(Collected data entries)
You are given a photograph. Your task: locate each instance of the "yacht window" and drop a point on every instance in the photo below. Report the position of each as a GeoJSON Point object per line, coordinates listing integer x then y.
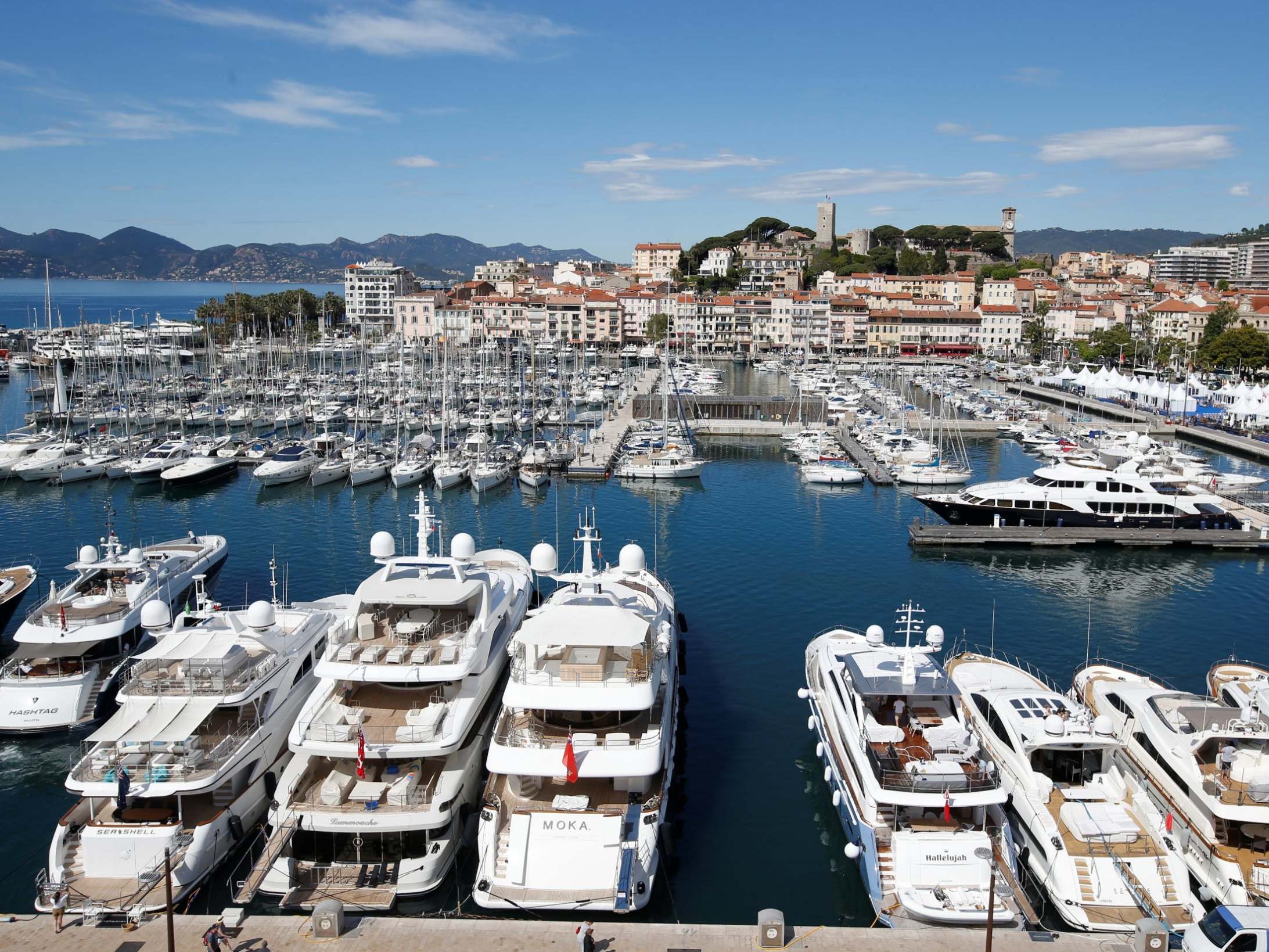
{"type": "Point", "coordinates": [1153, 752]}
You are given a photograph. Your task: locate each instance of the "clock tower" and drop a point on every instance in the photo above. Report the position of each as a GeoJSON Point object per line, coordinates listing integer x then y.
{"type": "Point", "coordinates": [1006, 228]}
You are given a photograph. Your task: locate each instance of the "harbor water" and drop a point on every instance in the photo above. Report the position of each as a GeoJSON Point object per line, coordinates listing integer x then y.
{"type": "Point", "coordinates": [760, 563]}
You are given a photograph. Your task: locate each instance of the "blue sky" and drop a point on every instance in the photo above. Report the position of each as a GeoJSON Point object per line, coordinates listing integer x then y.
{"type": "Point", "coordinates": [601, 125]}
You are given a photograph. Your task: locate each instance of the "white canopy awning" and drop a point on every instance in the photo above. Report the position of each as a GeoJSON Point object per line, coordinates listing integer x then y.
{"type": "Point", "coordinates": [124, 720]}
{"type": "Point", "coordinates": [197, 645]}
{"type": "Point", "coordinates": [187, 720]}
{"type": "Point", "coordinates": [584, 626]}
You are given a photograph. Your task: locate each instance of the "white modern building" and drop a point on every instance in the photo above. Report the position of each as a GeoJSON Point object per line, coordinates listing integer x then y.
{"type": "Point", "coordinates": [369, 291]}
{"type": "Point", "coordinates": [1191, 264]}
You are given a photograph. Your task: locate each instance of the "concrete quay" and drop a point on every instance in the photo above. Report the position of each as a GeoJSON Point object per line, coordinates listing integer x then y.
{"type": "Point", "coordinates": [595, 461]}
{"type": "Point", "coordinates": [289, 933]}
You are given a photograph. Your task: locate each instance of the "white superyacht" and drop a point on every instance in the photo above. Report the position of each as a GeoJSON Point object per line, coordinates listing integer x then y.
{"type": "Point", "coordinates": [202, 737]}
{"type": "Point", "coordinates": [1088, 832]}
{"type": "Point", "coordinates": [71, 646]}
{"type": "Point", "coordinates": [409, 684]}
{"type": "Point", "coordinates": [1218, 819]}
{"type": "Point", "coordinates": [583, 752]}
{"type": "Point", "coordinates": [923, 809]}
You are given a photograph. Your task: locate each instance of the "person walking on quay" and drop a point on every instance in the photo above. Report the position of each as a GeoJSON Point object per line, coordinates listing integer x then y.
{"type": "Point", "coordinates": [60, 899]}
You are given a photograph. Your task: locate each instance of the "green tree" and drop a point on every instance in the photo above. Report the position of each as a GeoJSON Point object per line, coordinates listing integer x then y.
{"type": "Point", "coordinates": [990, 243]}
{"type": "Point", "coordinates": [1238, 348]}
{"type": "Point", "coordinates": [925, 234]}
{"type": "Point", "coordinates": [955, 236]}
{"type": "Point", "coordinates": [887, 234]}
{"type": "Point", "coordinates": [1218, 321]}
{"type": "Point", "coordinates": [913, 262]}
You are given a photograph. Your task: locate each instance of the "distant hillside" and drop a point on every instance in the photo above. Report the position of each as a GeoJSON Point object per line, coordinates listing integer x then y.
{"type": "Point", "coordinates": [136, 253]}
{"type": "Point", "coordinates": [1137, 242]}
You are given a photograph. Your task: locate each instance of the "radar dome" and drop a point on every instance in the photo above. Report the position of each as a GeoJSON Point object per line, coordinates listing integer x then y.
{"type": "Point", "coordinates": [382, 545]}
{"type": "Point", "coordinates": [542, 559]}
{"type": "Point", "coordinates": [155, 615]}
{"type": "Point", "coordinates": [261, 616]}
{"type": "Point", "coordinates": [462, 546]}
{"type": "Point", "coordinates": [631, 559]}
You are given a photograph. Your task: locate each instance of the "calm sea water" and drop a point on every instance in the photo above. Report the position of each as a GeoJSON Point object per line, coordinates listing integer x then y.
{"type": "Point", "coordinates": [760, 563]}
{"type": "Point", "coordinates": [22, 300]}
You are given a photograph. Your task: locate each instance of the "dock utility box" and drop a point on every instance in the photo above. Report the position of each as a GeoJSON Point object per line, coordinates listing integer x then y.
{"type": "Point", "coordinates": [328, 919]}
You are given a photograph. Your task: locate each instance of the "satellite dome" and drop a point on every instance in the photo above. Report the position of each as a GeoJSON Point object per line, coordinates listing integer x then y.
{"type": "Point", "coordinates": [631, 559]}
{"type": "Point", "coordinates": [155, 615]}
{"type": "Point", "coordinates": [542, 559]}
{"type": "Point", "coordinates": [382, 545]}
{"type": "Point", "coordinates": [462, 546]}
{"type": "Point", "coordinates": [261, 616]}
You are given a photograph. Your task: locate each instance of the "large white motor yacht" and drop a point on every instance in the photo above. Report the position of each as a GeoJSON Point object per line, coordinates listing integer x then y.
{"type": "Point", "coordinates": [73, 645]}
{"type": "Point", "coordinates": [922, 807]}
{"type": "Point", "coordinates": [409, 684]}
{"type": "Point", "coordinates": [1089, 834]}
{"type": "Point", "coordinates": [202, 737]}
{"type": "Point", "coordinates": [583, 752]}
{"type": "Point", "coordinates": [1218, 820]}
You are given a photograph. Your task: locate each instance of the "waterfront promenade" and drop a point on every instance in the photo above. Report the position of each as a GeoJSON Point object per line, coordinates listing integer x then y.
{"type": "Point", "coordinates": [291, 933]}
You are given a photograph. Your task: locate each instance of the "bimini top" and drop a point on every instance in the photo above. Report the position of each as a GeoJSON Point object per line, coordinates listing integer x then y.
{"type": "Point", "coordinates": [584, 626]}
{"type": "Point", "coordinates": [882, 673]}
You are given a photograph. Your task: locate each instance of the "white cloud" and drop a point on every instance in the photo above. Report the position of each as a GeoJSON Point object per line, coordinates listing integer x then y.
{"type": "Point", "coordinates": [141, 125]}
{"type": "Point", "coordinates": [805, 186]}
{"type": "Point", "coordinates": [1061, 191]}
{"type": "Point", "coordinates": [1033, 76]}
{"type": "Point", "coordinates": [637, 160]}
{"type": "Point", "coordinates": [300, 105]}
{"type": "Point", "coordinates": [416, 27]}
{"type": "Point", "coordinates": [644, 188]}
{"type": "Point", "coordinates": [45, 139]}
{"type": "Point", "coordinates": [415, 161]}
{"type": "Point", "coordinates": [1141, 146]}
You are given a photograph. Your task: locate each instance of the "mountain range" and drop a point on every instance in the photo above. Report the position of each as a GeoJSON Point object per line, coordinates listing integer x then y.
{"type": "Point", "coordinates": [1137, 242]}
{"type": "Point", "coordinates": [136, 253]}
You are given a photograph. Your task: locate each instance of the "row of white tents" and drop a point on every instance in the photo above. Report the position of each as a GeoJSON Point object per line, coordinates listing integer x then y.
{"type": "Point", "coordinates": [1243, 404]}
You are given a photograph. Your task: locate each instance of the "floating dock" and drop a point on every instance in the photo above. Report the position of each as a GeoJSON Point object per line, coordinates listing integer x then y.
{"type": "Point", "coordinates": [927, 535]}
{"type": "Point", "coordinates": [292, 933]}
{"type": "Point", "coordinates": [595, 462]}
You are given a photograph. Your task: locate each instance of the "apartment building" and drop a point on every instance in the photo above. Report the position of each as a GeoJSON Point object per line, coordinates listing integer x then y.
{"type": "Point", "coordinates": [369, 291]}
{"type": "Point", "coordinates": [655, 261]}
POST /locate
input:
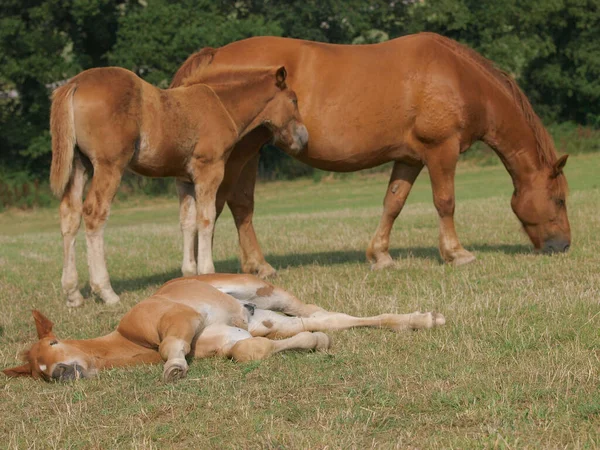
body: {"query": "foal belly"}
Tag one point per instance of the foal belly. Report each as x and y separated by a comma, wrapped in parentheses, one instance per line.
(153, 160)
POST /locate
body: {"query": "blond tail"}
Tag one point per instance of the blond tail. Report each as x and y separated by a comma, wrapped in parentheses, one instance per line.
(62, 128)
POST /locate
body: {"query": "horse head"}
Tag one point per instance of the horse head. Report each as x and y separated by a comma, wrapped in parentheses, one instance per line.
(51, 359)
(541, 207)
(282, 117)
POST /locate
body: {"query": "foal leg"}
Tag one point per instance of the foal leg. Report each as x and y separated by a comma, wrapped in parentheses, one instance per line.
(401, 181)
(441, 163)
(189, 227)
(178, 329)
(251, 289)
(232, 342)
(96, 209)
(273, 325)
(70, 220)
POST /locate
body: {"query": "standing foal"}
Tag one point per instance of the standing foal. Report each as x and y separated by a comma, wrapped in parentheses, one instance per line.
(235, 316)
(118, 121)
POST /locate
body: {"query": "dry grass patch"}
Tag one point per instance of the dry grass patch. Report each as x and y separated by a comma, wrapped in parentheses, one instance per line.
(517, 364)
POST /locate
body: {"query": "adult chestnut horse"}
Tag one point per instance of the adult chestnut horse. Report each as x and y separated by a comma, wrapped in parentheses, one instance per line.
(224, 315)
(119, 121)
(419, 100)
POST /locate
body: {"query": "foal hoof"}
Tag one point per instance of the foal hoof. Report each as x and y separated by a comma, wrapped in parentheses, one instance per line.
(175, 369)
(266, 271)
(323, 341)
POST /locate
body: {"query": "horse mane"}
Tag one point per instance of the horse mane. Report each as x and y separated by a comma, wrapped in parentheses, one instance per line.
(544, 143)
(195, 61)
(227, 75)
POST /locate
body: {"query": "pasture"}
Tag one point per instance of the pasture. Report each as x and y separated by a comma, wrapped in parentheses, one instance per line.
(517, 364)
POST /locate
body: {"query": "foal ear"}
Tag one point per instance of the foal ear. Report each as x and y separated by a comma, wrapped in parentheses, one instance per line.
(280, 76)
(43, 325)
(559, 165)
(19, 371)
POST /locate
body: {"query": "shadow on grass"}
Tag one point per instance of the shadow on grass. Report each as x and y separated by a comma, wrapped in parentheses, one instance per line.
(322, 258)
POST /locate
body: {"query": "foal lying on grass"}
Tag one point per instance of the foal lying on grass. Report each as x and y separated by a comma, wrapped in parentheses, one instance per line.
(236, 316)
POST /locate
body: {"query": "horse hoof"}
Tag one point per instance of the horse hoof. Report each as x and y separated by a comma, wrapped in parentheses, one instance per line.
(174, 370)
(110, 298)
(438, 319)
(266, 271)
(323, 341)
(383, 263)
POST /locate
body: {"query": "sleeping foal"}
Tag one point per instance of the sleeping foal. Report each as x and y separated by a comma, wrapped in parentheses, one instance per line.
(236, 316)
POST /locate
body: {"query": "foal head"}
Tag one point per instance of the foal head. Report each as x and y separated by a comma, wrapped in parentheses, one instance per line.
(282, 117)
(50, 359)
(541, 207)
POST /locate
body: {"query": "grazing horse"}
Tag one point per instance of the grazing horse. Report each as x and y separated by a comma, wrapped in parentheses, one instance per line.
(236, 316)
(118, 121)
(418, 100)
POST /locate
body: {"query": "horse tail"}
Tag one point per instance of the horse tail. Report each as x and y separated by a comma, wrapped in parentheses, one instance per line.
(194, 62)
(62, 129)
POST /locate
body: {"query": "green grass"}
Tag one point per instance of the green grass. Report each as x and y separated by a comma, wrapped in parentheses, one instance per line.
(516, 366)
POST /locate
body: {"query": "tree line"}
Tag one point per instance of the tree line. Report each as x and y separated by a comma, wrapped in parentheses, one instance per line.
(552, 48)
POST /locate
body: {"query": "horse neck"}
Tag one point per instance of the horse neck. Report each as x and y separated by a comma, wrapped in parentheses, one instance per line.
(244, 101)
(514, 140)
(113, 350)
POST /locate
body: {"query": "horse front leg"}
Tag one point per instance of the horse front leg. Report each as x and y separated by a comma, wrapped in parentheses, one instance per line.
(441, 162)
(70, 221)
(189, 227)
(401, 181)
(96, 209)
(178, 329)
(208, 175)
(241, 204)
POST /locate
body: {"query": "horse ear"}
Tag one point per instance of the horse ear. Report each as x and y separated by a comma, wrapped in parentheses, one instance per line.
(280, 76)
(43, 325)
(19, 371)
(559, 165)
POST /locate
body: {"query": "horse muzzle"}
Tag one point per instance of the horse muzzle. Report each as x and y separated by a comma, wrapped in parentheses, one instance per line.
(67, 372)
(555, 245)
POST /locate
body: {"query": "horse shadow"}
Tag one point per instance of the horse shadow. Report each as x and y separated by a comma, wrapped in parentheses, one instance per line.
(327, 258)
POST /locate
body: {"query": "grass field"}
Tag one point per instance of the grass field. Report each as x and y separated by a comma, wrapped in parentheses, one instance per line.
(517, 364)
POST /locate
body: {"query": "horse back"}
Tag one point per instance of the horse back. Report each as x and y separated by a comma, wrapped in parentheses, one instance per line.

§ WHAT THIS TASK INVOLVES: Working from the entries above, return all lines that contain "back".

§ SOLVED EXERCISE:
body: {"query": "horse back"}
Tag one point per instance of the horse back. Report each as x and y separated by a comma, wrapped in parentheses, one instance per line.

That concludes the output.